───── Kaynak ─────
TSRS’YLE İŞ MODELİ KURGUSU

TSRS, iş modelinizi yeniden kurgulamaya  davet ediyorum sizi. İlk 100 günü planlayan, veri ve senaryo omurgasını kuran ekipler denetimde de pazarda da öne geçiyor. Yönetim kurulu masasına, risk komitesine, finans departmanına ve sahadaki operasyona aynı anda seslenen, oyunun kurallarını değiştiren bir çerçeve. Kısacası sürdürülebilirliği anlatı olmaktan çıkıp karar ve sermaye tahsisi seviyesine taşınıyor.

İndeks İçerik İletişim Danışmanlık ve Konuşmacı Ajansı kurucusu olarak canlı yayın konukları ağırlıyorum. Güncel bir tartışma konusu olan TSRS’yle ilgi farkındalık yaratmak üzere Tulip Sustainability Center kurucusu Şafak Özsoy’dan değerlendirmesini istedim. Aşağıda bu söyleşiye ait transcript bulacaksınız.

Yaprak Özer:
Merhaba, ben Yaprak Özer. İndeks İletişim ve İndeks Konuşmacı Ajansı’nın kurucusuyum. Bugün zor bir konuyu otuz dakika civarında toparlamaya çalışacağız: TSRS – Türkiye Sürdürülebilirlik Raporlama Standartları. Bu yıl belirli ölçeğin üzerindeki şirketler için raporlama zorunlu. Geçen yıl denemeler yapıldı; pek çok rapor denetimde takıldı, ekipler zorlandı. “Ne olacak, ne isteniyor, neyi yapıyoruz, neyi yapamıyoruz?” sorularına bakacağız. Özünde şirketlerin iklim ve sosyal çalışmalarını raporlaması gerekiyor; zorlaşan kısım bunların finansal ve rakamsal ifadelere dönmesi.
───── Çıkarılan kayıtlar ─────
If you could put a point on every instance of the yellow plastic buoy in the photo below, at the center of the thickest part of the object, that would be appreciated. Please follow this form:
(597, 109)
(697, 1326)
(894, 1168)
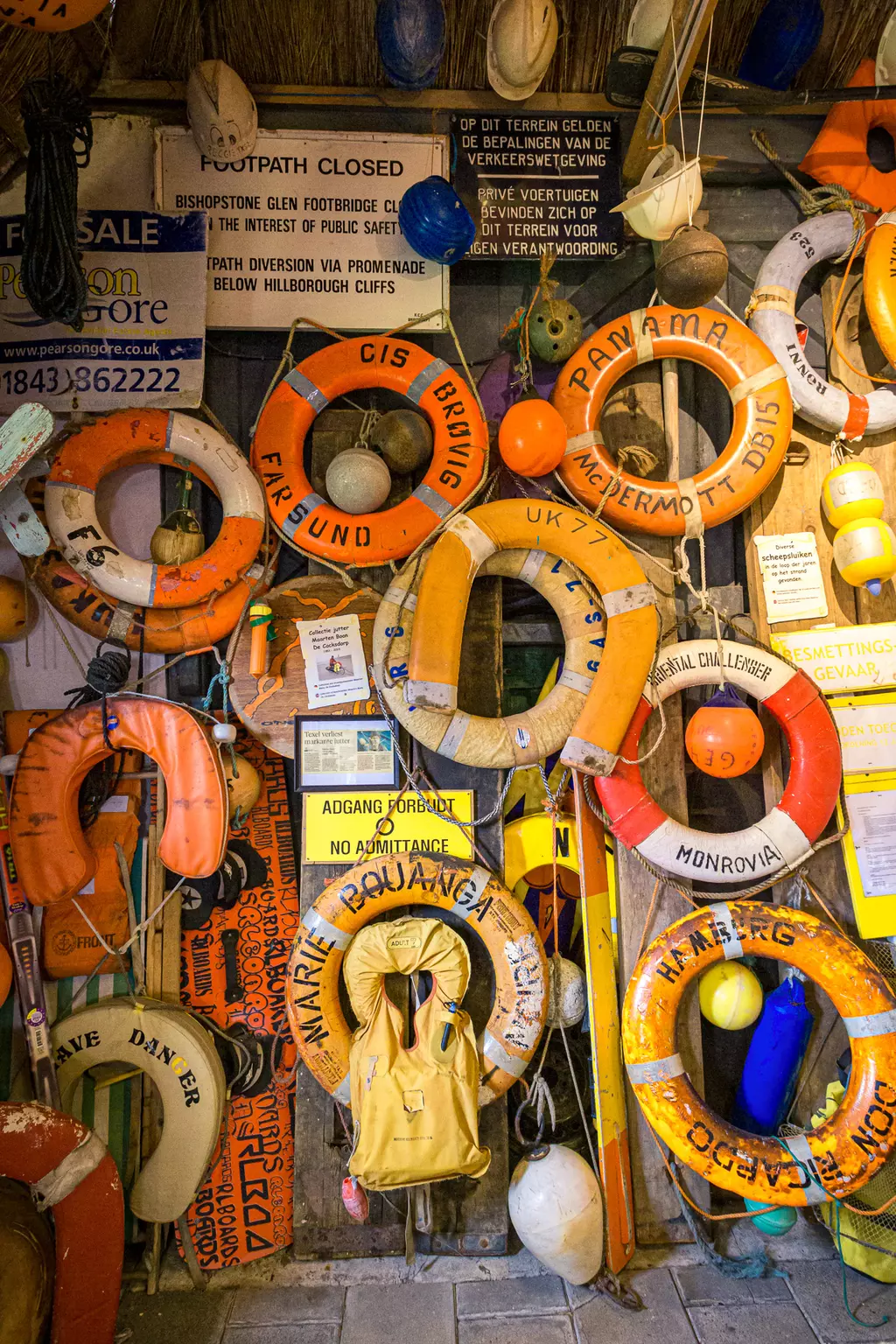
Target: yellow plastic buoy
─────
## Yapılacak görevler
• 1. TSRS metninde "TSRS’YLE İŞ MODELİ" ifadesinden başlayıp "ait transcript bulacaksınız." ifadesine kadar, bu ifade de dahil olmak üzere, bölümü kelimesi kelimesine yazın.
• 2. TSRS metnine göre raporlama bu yıl hangi şirketler için zorunlu?
• 3. TSRS metnindeki "Geçen yıl denemeler yapıldı; pek çok rapor denetimde takıldı, ekipler zorlandı." cümlesini İngilizceye çevirin.

## Sonuçlar
• 1.
TSRS’YLE İŞ MODELİ KURGUSU

TSRS, iş modelinizi yeniden kurgulamaya  davet ediyorum sizi. İlk 100 günü planlayan, veri ve senaryo omurgasını kuran ekipler denetimde de pazarda da öne geçiyor. Yönetim kurulu masasına, risk komitesine, finans departmanına ve sahadaki operasyona aynı anda seslenen, oyunun kurallarını değiştiren bir çerçeve. Kısacası sürdürülebilirliği anlatı olmaktan çıkıp karar ve sermaye tahsisi seviyesine taşınıyor.

İndeks İçerik İletişim Danışmanlık ve Konuşmacı Ajansı kurucusu olarak canlı yayın konukları ağırlıyorum. Güncel bir tartışma konusu olan TSRS’yle ilgi farkındalık yaratmak üzere Tulip Sustainability Center kurucusu Şafak Özsoy’dan değerlendirmesini istedim. Aşağıda bu söyleşiye ait transcript bulacaksınız.

• 2. Belirli ölçeğin üzerindeki şirketler için.

• 3. Trials were carried out last year; many reports got stuck in the audit, and the teams struggled.